[START OF Provided information]
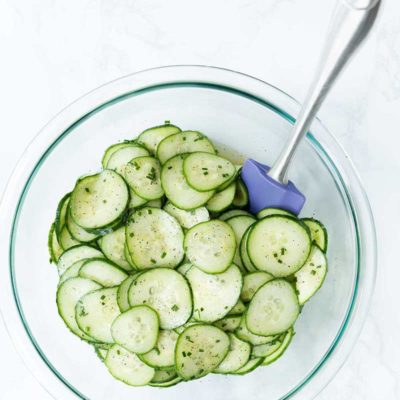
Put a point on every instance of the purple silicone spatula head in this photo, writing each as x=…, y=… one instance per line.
x=269, y=187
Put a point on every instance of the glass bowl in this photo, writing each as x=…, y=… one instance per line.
x=248, y=118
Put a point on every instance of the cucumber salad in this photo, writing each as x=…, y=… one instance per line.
x=167, y=275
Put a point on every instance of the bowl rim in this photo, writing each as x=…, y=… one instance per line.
x=155, y=79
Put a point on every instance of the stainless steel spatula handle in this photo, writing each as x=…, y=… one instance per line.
x=350, y=25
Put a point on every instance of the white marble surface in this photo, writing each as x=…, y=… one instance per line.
x=53, y=51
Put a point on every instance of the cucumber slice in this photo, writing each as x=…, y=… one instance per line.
[END OF Provided information]
Change each "Put a point on" in the items above to "Place a dot on" and write all the items out again with nothing else altered. Leave out the pictures.

Result:
Place a dot on every instance of the purple silicone spatula head in this photo, writing each as x=…, y=… one instance per line.
x=269, y=187
Place a dot on every instance of the glass bowl in this photo, writing each as x=…, y=… one instance per line.
x=248, y=118
Place a dot on every instance of the cucumber salad in this photo, writing each as x=…, y=… one instance per line.
x=167, y=275
Place a dot on every instance of the bowl rim in this photo, writing each as x=…, y=… one instance per line.
x=155, y=79
Place a dot on every instance of the stainless steel spatula handle in this photo, writing each as x=…, y=… one instance per line.
x=350, y=25
Place a dot on every instance of the white marble surface in this photo, writing each as x=…, y=… one instance per line.
x=53, y=51
Place a dot on every instance of the cucumber slice in this photo, writing each as x=…, y=… one instance per line.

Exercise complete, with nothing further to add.